__出題内容__:
1 > 本文の「教皇フランシスコが1日、バチ」から始まり「う求める運動が高まっている。」まで続く部分を、「寄宿学校」を「全寮制学校」に置き換えて書き直してください。
2 > 本文によると、カナダ先住民の代表団は何のためにバチカンを訪れているのか、1～3文で説明してください。

__本文__:
☆ ☆ ☆ ☆ ☆
・「搾取や尊厳の欠如で皆さんを傷つけた教会関係者の行為を恥に思う」カナダ先住民の代表団に

教皇フランシスコとカナダの先住民の使節団との出会い 2022年4月1日教皇フランシスコとカナダの先住民の使節団との出会い 2022年4月1日  (Vatican Media)

 教皇フランシスコが1日、バチカンを訪問中のカナダ先住民の代表団との出会いで、先住民たちを傷つけたカトリック関係者に代わって悲しみと恥の念を表された。

 カナダでは、以前の政府による「先住民同化政策」の下で、カトリック教会が運営する寄宿学校で多くの子供たちが亡くなり、無名のまま密かに埋葬され、最近になって大量の遺体が発見され、教会に対して真相を明らかにし、謝罪するよう求める運動が高まっている。

 代表団は教皇を始めとするバチカンの関係の高位聖職者に対して、真相究明や適切な対応を求めるために、バチカンを訪れているもので、イヌイット、メティス、ファーストネーションの3つのグループで構成され、ここ数日、バチカンに滞在、バチカン側と会合を重ねてきた。
☆ ☆ ☆ ☆ ☆
__表示された記録__:
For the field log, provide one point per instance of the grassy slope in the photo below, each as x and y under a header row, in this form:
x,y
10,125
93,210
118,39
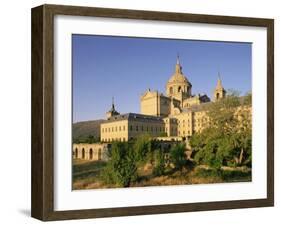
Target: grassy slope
x,y
86,176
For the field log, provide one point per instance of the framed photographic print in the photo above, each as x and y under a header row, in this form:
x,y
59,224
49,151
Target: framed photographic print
x,y
141,112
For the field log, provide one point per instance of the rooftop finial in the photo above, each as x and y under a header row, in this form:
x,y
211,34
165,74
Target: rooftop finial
x,y
113,103
219,83
178,58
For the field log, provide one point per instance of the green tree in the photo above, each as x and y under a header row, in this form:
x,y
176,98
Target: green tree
x,y
177,156
121,168
143,148
227,140
159,167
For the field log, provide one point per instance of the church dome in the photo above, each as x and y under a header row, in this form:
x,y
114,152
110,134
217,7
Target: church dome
x,y
178,76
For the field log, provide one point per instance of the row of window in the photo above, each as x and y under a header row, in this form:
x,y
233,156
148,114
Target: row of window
x,y
133,128
113,129
113,139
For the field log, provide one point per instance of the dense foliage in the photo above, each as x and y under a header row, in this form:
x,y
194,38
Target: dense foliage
x,y
121,169
177,156
228,139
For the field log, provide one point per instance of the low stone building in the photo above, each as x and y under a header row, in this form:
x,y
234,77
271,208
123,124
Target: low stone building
x,y
92,152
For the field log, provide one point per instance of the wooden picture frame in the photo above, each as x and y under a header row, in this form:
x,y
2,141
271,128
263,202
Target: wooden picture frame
x,y
43,112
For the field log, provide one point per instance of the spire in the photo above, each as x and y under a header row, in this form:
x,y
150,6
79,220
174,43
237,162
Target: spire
x,y
178,66
178,59
219,82
113,107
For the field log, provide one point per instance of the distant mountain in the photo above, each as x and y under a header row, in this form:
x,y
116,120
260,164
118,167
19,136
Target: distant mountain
x,y
81,130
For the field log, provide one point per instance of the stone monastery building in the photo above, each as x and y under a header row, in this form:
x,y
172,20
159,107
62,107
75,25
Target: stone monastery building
x,y
175,115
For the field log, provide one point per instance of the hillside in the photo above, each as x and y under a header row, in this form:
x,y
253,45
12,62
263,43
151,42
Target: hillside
x,y
85,129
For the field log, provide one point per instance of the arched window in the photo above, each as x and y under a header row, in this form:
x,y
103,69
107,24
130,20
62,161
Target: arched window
x,y
91,153
83,153
217,95
76,153
99,154
171,90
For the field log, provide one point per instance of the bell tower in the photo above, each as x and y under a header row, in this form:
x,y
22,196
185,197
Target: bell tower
x,y
219,92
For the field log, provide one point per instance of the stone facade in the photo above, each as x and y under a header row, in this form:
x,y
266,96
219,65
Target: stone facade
x,y
179,113
129,126
172,117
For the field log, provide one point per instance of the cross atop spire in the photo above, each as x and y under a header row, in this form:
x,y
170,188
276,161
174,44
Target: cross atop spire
x,y
178,66
219,82
113,107
178,58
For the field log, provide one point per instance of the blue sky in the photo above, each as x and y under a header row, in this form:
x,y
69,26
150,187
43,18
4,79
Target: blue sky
x,y
124,68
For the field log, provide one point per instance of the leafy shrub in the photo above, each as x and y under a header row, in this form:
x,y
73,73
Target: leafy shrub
x,y
177,156
121,169
159,167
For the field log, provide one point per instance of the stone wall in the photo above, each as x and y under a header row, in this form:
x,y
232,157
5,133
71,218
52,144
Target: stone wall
x,y
91,152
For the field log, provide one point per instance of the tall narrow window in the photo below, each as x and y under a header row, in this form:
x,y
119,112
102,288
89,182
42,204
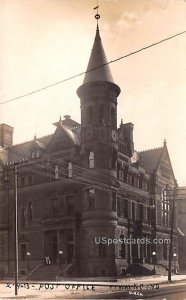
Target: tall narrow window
x,y
30,212
70,205
91,160
165,206
133,211
91,199
56,173
29,180
101,114
54,208
125,208
119,206
165,251
23,217
114,201
141,212
69,170
90,115
23,251
125,174
22,181
33,154
148,214
37,153
113,117
102,250
114,159
122,253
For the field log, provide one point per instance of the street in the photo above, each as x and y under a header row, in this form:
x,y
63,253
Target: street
x,y
136,289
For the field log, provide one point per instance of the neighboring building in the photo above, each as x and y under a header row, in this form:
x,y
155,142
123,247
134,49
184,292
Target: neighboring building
x,y
84,182
181,209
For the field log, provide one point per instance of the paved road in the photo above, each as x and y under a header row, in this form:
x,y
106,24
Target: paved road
x,y
172,292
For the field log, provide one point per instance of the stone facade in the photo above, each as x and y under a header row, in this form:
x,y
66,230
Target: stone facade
x,y
82,184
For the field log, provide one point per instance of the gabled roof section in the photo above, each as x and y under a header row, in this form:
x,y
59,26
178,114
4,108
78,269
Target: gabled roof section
x,y
21,151
151,158
158,160
98,58
67,122
64,132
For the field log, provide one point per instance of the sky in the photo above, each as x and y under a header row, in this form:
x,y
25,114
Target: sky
x,y
46,41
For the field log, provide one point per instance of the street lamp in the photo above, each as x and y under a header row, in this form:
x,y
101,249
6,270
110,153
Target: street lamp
x,y
60,260
154,270
28,261
174,255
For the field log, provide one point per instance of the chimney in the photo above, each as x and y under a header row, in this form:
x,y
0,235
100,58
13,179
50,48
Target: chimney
x,y
6,135
128,131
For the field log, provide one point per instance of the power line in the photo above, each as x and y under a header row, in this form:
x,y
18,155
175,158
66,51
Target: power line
x,y
88,71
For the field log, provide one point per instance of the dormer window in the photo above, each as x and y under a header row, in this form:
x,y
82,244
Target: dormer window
x,y
91,160
33,154
37,153
90,115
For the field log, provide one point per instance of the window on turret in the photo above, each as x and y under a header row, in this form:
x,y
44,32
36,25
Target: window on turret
x,y
91,199
141,212
102,250
91,160
113,117
165,206
113,200
114,158
23,217
30,213
122,253
54,207
33,154
90,115
101,114
69,169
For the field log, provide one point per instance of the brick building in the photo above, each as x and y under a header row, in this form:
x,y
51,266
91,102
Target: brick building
x,y
82,183
181,211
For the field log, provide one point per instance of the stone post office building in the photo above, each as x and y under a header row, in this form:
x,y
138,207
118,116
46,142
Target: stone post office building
x,y
81,185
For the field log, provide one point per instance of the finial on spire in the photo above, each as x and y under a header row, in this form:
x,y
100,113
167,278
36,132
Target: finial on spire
x,y
97,16
60,120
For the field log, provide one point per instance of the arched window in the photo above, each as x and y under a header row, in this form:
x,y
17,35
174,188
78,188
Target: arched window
x,y
56,172
90,115
102,250
91,199
101,114
30,212
91,160
112,117
69,170
122,252
165,206
23,217
114,158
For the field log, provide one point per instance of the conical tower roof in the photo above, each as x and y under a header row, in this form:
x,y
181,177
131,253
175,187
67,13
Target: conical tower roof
x,y
97,59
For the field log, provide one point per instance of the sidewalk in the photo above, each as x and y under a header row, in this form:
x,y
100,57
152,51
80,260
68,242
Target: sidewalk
x,y
77,289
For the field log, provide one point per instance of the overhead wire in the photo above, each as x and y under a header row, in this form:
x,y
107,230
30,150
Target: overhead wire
x,y
93,69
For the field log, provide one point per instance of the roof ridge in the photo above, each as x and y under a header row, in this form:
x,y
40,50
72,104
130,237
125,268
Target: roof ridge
x,y
37,139
152,149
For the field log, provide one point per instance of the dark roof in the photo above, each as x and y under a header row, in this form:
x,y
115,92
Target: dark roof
x,y
21,151
98,58
151,158
67,122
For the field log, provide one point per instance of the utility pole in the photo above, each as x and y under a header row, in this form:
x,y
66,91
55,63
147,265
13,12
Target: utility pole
x,y
171,232
16,228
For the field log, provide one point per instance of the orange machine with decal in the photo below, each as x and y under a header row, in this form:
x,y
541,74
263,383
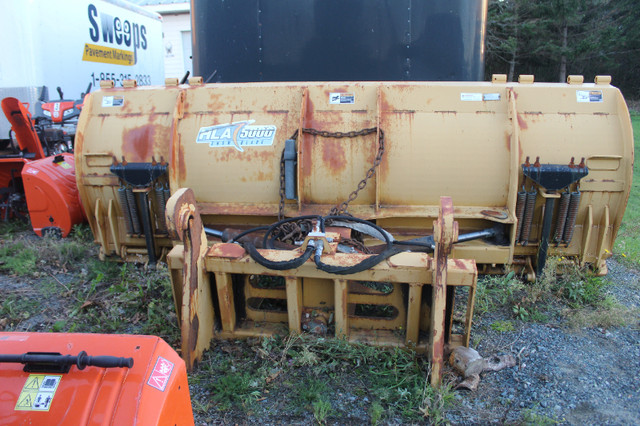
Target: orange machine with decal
x,y
81,379
52,195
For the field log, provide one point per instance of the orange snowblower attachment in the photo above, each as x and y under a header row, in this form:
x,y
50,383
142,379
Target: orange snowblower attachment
x,y
52,195
22,126
49,379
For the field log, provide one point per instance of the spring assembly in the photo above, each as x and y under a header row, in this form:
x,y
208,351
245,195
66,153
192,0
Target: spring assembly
x,y
571,217
167,193
133,211
528,216
562,217
521,201
160,206
124,204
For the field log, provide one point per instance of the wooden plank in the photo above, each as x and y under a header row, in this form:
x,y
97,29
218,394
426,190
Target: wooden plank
x,y
413,314
224,286
294,303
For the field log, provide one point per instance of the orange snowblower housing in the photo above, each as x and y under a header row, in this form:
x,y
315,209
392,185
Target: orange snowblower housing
x,y
124,380
52,195
22,125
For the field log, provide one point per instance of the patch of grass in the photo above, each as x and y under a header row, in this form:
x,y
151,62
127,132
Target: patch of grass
x,y
18,258
376,411
496,291
436,402
561,283
313,377
235,387
503,326
321,409
627,244
16,308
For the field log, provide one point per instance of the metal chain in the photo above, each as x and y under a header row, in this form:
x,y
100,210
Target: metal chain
x,y
340,208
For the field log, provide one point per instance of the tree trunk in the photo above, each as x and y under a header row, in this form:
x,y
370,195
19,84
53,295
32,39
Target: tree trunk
x,y
563,57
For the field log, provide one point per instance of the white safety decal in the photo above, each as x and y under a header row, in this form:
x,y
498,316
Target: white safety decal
x,y
38,392
161,373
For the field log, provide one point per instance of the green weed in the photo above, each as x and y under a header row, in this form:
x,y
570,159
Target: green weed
x,y
321,409
18,258
375,413
503,326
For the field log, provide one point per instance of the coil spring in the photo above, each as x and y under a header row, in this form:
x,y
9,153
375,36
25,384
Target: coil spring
x,y
160,205
133,211
528,216
521,201
124,204
562,216
569,226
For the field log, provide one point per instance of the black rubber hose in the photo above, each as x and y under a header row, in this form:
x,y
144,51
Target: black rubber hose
x,y
268,242
247,232
278,265
367,263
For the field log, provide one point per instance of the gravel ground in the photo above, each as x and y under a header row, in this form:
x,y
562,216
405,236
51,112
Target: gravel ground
x,y
564,375
570,376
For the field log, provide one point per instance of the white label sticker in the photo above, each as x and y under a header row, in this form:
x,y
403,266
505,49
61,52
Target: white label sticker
x,y
161,373
589,95
342,98
474,97
110,101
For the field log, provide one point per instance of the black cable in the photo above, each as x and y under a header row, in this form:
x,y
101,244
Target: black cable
x,y
365,264
247,232
268,242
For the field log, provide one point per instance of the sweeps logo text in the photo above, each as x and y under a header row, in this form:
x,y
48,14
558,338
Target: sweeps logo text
x,y
238,135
☆ ☆ ☆ ☆ ☆
__最終結果__:
1 >
教皇フランシスコが1日、バチカンを訪問中のカナダ先住民の代表団との出会いで、先住民たちを傷つけたカトリック関係者に代わって悲しみと恥の念を表された。

 カナダでは、以前の政府による「先住民同化政策」の下で、カトリック教会が運営する全寮制学校で多くの子供たちが亡くなり、無名のまま密かに埋葬され、最近になって大量の遺体が発見され、教会に対して真相を明らかにし、謝罪するよう求める運動が高まっている。

2 > 教皇を始めとするバチカンの高位聖職者に対して、真相究明や適切な対応を求めるためです。